» WORK TO BE COMPLETED: Reproduce verbatim every line of the records below, from the line containing "Task: find the utility" down to the line containing "point(440, 230)", both included.

» THE RECORDS:
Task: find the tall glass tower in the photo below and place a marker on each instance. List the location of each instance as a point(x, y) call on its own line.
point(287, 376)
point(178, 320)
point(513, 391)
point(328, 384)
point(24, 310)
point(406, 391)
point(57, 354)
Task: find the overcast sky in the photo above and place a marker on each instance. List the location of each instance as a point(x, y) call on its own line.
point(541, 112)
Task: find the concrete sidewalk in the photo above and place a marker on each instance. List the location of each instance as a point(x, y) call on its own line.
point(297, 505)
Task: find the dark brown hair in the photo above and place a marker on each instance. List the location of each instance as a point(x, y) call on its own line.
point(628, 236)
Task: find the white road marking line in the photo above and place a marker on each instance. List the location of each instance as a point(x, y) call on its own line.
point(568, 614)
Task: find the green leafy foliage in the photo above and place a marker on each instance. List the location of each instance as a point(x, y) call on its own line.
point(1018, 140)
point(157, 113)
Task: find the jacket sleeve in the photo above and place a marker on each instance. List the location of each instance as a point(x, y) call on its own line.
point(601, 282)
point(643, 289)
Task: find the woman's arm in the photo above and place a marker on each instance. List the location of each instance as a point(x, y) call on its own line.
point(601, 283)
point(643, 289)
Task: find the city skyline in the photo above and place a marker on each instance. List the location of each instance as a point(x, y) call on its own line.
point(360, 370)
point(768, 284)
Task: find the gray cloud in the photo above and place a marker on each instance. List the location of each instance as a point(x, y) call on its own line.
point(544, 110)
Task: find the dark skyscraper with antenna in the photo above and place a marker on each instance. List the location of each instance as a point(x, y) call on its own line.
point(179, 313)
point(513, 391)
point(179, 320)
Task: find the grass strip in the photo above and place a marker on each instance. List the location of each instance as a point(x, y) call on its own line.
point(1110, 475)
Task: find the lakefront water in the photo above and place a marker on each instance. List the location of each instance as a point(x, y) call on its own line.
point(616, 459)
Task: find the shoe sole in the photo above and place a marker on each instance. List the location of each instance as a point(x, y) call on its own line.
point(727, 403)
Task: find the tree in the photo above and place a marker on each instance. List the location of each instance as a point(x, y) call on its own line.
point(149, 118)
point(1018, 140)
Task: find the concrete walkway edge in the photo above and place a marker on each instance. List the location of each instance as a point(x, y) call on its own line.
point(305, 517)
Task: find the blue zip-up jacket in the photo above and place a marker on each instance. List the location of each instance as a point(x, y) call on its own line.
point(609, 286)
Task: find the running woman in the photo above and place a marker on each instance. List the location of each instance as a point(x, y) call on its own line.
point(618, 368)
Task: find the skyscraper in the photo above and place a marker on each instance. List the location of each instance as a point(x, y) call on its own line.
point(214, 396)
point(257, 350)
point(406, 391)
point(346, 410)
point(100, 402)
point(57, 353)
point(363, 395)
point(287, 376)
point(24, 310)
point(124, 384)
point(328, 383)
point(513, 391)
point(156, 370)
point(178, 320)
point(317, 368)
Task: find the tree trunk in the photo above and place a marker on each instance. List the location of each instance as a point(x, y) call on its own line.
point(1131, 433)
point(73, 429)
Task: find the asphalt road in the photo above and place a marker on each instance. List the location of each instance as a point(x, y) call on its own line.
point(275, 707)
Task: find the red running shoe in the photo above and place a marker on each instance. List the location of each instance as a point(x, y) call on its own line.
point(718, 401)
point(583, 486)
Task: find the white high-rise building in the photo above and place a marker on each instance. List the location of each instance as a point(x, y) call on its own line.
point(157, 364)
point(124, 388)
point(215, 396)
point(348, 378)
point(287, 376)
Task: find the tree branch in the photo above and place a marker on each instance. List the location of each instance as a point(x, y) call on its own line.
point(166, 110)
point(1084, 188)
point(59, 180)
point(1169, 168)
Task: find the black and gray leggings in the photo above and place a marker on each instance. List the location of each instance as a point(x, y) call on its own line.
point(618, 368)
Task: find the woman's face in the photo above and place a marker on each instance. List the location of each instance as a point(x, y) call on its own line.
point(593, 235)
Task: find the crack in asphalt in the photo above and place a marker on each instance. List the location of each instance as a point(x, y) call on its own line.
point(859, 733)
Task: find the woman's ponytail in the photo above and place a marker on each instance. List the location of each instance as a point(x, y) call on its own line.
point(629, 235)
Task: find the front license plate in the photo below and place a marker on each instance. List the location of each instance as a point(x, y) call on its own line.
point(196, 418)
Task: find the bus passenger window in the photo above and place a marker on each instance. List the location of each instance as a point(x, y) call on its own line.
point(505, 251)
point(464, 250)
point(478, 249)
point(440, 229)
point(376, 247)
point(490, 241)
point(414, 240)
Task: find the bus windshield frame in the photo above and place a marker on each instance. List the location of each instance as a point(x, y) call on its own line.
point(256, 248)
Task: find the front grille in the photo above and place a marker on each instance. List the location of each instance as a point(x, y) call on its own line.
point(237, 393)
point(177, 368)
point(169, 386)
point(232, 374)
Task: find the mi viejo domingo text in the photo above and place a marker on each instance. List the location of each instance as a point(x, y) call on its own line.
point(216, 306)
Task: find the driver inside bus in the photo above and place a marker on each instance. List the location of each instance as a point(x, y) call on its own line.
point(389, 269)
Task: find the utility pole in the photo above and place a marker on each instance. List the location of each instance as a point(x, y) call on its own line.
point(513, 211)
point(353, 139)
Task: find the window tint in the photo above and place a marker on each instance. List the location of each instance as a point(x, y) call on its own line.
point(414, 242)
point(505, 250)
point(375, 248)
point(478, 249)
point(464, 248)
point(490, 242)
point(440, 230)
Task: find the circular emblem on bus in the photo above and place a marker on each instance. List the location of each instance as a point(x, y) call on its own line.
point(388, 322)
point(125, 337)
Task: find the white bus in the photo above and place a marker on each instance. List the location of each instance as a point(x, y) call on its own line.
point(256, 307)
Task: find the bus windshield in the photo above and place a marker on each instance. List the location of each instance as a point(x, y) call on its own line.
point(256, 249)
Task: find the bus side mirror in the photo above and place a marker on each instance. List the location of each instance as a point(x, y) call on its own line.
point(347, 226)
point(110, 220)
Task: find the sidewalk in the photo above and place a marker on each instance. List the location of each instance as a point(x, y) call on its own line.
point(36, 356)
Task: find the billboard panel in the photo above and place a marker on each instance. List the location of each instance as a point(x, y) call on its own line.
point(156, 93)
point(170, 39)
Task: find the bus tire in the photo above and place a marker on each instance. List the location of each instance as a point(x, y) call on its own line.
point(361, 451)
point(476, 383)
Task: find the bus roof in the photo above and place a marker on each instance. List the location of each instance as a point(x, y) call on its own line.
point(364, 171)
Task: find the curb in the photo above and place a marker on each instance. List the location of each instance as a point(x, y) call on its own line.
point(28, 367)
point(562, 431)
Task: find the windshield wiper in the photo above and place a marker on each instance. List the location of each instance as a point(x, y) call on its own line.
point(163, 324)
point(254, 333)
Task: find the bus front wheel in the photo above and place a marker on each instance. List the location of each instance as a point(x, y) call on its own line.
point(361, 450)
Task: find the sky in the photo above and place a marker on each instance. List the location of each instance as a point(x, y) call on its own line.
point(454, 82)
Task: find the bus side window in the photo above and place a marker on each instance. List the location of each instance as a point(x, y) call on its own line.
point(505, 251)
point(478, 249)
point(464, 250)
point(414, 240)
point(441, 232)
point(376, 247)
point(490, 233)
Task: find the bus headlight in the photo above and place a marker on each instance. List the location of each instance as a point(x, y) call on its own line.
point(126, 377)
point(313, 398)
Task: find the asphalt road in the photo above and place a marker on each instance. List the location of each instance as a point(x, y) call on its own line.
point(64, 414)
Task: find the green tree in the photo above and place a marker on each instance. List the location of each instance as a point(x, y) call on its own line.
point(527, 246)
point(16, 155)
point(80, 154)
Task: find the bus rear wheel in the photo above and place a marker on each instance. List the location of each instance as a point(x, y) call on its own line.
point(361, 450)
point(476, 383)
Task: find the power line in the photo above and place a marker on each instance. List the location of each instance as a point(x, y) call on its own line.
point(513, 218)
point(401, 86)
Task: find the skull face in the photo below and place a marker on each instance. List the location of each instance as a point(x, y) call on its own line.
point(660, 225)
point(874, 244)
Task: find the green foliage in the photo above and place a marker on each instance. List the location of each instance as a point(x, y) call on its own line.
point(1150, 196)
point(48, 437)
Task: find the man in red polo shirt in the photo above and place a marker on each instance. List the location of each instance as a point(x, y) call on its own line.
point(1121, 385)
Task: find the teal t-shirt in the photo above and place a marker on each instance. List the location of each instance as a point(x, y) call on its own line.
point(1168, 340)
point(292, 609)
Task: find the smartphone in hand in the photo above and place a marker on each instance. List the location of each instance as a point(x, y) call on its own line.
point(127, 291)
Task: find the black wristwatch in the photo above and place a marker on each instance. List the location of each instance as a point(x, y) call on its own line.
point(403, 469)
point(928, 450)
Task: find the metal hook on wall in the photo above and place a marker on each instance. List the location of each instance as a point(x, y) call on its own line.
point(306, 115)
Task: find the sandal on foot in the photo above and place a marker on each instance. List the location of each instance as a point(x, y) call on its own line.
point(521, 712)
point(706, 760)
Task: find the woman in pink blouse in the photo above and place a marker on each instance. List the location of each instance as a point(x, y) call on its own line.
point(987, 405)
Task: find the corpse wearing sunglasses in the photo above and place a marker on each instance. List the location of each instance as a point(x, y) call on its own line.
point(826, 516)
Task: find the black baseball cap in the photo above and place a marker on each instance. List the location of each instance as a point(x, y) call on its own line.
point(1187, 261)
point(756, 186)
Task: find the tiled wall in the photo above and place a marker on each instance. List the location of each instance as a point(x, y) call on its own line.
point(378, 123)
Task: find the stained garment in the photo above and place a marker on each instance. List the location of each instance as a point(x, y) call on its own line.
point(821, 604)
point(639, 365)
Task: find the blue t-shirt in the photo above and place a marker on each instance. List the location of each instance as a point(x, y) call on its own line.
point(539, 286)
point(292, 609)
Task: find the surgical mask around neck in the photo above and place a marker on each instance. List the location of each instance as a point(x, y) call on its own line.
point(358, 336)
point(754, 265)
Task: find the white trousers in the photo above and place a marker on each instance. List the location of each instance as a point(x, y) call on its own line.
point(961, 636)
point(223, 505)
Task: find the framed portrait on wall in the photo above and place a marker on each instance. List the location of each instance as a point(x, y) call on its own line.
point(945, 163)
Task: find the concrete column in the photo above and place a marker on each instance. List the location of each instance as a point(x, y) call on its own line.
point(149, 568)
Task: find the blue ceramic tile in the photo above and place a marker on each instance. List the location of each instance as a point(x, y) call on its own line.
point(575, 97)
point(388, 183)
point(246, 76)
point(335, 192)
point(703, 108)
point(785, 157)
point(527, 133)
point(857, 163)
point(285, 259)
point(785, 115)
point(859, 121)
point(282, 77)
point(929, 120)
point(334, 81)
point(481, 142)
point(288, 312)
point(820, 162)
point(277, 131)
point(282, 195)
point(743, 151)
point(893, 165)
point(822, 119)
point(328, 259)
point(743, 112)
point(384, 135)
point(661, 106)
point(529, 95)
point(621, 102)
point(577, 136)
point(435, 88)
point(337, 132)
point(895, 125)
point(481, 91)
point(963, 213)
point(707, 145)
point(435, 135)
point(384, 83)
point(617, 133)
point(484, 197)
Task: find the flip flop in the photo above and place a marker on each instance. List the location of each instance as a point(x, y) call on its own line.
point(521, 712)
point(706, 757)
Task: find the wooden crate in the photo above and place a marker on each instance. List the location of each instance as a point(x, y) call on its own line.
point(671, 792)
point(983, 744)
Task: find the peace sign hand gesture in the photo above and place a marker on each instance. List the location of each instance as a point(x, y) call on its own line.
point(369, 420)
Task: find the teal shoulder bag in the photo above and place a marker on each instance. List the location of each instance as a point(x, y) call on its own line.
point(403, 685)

» OUTPUT OF THE TASK:
Task: find the utility pole in the photo above and place a marker on each instance. List the location of each instance as a point(x, y) call on its own line.
point(513, 211)
point(353, 139)
Task: find the window tint in the photo above and place a marker on each instance. List the location of each instance as a point(x, y) call on its own line.
point(414, 242)
point(505, 250)
point(375, 248)
point(478, 249)
point(464, 248)
point(490, 242)
point(440, 230)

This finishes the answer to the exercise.